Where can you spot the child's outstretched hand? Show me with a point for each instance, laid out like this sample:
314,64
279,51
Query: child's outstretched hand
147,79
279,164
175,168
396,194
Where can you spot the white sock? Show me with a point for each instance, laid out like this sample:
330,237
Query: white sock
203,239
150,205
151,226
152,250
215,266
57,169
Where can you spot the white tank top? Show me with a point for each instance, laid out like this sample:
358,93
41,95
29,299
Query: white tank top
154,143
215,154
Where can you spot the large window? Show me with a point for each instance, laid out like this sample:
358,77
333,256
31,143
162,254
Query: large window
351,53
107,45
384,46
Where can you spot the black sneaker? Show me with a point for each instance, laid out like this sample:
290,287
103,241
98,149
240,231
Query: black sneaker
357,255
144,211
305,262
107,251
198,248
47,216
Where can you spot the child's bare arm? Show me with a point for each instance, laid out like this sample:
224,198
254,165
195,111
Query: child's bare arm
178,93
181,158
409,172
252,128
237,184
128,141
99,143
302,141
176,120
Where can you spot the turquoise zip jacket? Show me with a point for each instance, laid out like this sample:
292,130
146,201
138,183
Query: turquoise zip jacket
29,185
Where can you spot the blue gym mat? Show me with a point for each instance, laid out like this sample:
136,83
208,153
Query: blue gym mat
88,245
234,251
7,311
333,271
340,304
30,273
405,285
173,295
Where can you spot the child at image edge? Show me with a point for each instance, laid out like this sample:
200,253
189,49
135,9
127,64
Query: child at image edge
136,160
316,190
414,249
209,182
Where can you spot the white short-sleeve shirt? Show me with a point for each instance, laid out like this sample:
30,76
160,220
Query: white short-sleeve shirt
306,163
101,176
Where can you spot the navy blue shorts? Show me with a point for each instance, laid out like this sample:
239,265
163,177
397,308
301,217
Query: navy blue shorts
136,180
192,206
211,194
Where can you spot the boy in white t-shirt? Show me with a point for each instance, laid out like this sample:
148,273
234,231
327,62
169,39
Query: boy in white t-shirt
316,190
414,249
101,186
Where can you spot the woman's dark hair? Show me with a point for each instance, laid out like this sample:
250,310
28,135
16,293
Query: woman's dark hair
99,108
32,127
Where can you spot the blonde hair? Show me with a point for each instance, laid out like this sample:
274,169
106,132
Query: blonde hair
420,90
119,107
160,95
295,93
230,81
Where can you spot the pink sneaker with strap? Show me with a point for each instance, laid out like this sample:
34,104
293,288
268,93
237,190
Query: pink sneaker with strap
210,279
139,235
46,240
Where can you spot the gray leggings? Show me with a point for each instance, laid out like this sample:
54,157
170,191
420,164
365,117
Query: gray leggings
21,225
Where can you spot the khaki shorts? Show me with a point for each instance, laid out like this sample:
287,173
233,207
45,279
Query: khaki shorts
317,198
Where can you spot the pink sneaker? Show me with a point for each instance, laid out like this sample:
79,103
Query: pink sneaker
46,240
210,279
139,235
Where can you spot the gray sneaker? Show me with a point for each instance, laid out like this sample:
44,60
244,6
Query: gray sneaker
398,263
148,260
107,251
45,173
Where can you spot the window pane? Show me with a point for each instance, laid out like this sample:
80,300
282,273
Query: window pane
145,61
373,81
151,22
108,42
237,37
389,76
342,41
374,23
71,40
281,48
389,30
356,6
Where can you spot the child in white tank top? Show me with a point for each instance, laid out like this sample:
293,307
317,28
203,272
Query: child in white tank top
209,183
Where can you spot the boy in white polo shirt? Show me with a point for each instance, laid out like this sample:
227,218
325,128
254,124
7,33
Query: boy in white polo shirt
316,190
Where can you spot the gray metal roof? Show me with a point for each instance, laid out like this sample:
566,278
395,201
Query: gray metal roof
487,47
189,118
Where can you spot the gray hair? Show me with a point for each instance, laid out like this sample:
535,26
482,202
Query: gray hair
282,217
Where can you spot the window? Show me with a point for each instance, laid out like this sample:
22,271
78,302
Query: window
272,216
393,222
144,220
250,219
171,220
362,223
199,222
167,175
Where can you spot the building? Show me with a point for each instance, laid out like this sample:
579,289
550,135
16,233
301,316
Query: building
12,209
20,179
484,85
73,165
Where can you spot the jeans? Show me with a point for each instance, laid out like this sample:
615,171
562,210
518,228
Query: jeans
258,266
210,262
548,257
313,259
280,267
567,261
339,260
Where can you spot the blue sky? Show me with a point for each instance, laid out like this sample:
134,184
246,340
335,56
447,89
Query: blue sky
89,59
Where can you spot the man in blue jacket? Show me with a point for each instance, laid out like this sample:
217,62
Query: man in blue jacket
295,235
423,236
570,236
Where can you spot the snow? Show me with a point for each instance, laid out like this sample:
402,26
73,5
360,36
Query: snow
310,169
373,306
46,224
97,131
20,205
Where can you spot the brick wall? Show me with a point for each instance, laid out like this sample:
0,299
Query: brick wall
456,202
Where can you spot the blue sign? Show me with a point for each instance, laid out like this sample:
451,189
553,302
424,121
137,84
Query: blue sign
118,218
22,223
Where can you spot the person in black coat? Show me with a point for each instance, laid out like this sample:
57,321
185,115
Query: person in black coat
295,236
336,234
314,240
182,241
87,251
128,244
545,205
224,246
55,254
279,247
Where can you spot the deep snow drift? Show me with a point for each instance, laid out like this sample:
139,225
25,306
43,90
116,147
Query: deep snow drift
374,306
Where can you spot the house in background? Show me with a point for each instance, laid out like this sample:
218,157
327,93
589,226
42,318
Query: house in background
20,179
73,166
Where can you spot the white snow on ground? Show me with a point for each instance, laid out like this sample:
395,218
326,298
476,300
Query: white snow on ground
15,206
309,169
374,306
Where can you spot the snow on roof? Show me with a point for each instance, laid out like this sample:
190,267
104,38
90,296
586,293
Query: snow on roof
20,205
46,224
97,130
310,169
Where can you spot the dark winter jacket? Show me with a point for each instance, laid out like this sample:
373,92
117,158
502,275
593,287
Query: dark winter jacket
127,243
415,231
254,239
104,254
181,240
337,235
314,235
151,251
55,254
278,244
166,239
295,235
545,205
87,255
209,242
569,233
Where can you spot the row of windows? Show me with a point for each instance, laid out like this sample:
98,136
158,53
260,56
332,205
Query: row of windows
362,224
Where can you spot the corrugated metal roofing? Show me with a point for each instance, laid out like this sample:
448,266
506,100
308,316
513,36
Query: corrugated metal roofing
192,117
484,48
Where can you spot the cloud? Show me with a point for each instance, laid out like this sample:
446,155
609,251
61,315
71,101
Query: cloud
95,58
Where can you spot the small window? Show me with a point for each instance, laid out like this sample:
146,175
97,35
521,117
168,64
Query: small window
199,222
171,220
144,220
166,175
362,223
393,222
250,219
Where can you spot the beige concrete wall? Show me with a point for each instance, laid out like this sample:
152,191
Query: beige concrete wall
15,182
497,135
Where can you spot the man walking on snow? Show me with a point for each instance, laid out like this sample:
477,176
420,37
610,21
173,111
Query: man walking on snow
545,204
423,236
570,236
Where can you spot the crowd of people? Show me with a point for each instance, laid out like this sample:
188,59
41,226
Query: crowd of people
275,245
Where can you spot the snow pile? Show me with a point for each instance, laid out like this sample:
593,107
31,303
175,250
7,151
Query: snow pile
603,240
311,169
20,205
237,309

**PROBLEM DESCRIPTION**.
Type out the full listing again, exactly as given.

**IN RESPONSE**.
Where can you spot the child's outstretched hand? Show me with a point for each instance, laid out like this sample:
314,64
279,51
Query: child's outstretched hand
147,79
279,164
175,168
396,194
Where can you spot the white sock? Show me with a point for each instance, laid out like this sample:
330,237
Query: white sock
203,239
150,205
151,226
152,250
215,266
57,169
Where can you spot the white tank top? Show me with a point for each instance, laid out like this sample:
358,93
41,95
29,299
Query: white tank top
154,143
215,154
Where can you spot the large window? Show me with a point for each instance, laid out like this sample:
358,77
333,256
31,143
162,254
Query: large window
351,53
107,45
384,46
Where can you spot the black sneaker? Show me with a point for each instance, laid out like this sample:
290,287
103,241
98,149
240,231
Query: black sneaker
357,255
144,211
305,262
107,251
198,248
47,216
Where can you spot the child's bare arm? Show me with a point for each instance, laid out like this sample:
224,198
254,165
195,111
Query: child's bare arm
178,93
181,158
409,172
252,128
237,184
128,141
99,143
302,141
176,120
Where can you spot the turquoise zip jacket? Show me with a point for each instance, laid out like this sample:
292,130
146,201
138,183
Query: turquoise zip jacket
29,185
Where can you spot the blue gym mat? Show me with a point for each instance, laid out like this sample:
136,83
208,153
Query: blue gym mat
88,245
234,251
7,311
333,271
340,304
30,273
405,285
173,295
Where can you spot the child at image edge? Show me with a point for each instance, laid out like this sample:
200,253
189,49
135,9
127,64
Query: child at image edge
136,160
316,190
414,249
209,182
Where can you spot the white short-sleeve shirt? Show me with a point for each instance, laid out like this sample:
30,76
160,220
Query: white short-sleeve shirt
306,163
101,176
Where can you spot the navy blue shorts? Show me with a point for each instance, laid out like this sample:
239,265
163,177
397,308
301,217
Query: navy blue shorts
136,180
192,206
211,194
Where can you spot the boy in white t-shirt? Show me with a point for each instance, laid out like this sample:
148,273
234,231
327,62
169,39
Query: boy in white t-shirt
316,190
414,249
101,186
Where can you spot the woman's dark hair? Show me with a point for each instance, laid out like this sample:
250,310
28,135
16,293
Query: woman's dark hair
99,108
32,127
Where can you spot the blonde hair? Show me with a point for each instance, laid out like this sample:
274,169
106,132
Query: blonde hair
420,90
119,107
160,95
295,93
230,81
Where can you spot the pink sneaker with strap? Show me with a point for each instance, laid out like this sample:
34,104
293,288
268,93
237,190
Query: pink sneaker with strap
210,279
139,235
46,240
Where can you spot the gray leggings? Show me with a point for each instance, laid out like this sample:
54,157
170,191
420,164
365,117
Query: gray leggings
21,225
Where can you spot the khaki shorts? Show me with a point for each instance, laid out like this sample:
287,173
233,207
45,279
Query: khaki shorts
317,198
Where can you spot the pink sneaker? Show me with a point for each instance, laid out like this sample:
79,103
Query: pink sneaker
46,240
210,279
139,235
Where can you spot the gray sneaker? Show me with a point for each instance, laid out like this sample:
44,60
244,6
Query: gray sneaker
398,263
148,260
107,251
45,173
Where can you spot the window pane? Show me with a point for each instance, laid out like this sample:
80,300
282,273
Query: window pane
145,61
373,81
151,22
108,42
237,37
389,76
342,41
374,23
71,40
281,48
389,30
356,6
Where can you spot the child in white tank top? Show me with a point for each instance, laid out like this sample:
293,307
317,28
203,272
Query: child in white tank top
209,183
Where can you spot the boy in white polo shirt? Show me with a point for each instance, laid out like this sample:
227,218
325,128
254,124
7,33
Query: boy in white polo shirt
316,190
Where can you spot the gray metal roof? Show me with a point for each instance, laid out like this sample:
566,278
395,201
Query: gray metal roof
487,47
189,118
Where can you spot the gray hair? Show me with a point for each instance, laid out like this sample:
535,26
482,202
Query: gray hair
282,217
Where can you spot the window? Show me with a point for each instance, laid out like this sample:
22,271
78,302
Query: window
272,216
393,222
144,220
250,219
171,220
362,223
199,222
167,175
Where can you spot the building? Show me with a point for each instance, laid out like this sample:
579,289
550,135
16,233
301,316
Query: building
12,209
20,179
484,85
73,165
Where can you spot the jeans? Show me with a point for each instance, laid out like this sample:
615,171
562,210
518,228
Query: jeans
258,266
210,262
548,257
313,259
280,267
567,261
339,260
Where can you spot the blue sky? Show me with a point for each instance, laid out like this sample:
134,184
246,340
335,56
447,89
Query: blue sky
89,59
Where can you spot the man in blue jacket? Show me with a point for each instance, laid out like this sample:
217,62
Query: man in blue jacket
295,235
423,236
570,236
Where can you spot the snow? Show me with a point for each instance, laid out like this sample:
402,26
73,5
360,36
Query: snow
310,169
373,306
46,224
97,131
20,205
Where can you spot the brick wall? Show me with a point for each instance, laid out like this sample:
0,299
Query: brick wall
456,202
Where can you spot the blue sign? Show me with a point for each instance, laid out like this sample:
451,189
553,302
424,121
137,84
Query: blue sign
118,218
22,223
Where can you spot the person in black coat? Show me with a point for each instance, laid out like this sample:
57,321
185,115
Query: person in black coat
295,236
336,234
314,240
182,241
87,251
128,244
545,205
224,246
55,254
279,247
Where can you spot the deep snow drift? Show me with a point for each instance, laid out like this sample:
139,225
25,306
43,90
116,147
Query: deep snow drift
374,306
Where can you spot the house in background? Show me with a point for each instance, laid out like this sample:
218,157
327,93
589,226
42,318
Query: house in background
20,179
73,166
Where can you spot the white snow on ground? Show me with a point for each instance, laid out like this sample:
395,218
326,298
476,300
Query: white snow on ground
15,206
309,169
374,306
Where can you spot the snow on roof? Show me with a point for each instance, laid out like this sample:
190,267
104,38
90,296
586,293
Query: snow on roof
20,205
46,224
97,130
310,169
Where can you spot the dark winter jacket? Show me with a point for each instance, laid out like this sample:
373,92
117,158
502,275
593,287
Query: dark winter jacket
127,243
415,231
254,239
104,254
181,240
337,235
314,235
151,251
55,254
278,244
166,239
295,235
545,205
87,255
209,242
569,233
Where can you spot the row of windows? Show me with a point for each instance, laid out like this sample:
98,136
158,53
260,56
332,205
Query: row of windows
362,224
Where can you spot the corrugated metal roofing? Show me with a point for each instance, laid out like this sample:
448,266
506,100
308,316
513,36
Query: corrugated metal roofing
192,117
484,48
Where can you spot the cloud? Show me with a point for each instance, laid out like this sample:
446,155
609,251
61,315
71,101
Query: cloud
95,58
Where can you spot the small window? Show me with a point for each instance, laid out like this sample:
146,175
97,35
521,117
168,64
Query: small window
199,222
171,220
144,220
166,175
362,223
393,222
250,219
Where can you spot the beige concrete wall? Show me with a point for each instance, laid out like this sample:
152,191
Query: beige concrete wall
15,182
497,135
Where can you spot the man walking on snow? Show me with a point for each instance, laid out like this sample:
477,176
420,37
610,21
173,111
Query: man walking on snow
545,204
423,236
570,236
Where can you spot the crowd of people? Show me with a point for each instance, laid out like this sample:
188,59
41,226
Query: crowd of people
275,245
Where can you spot the snow pile? Show me with a point for each instance, laid out like this sample:
593,107
31,303
175,250
7,151
Query: snow pile
603,240
311,169
20,205
237,309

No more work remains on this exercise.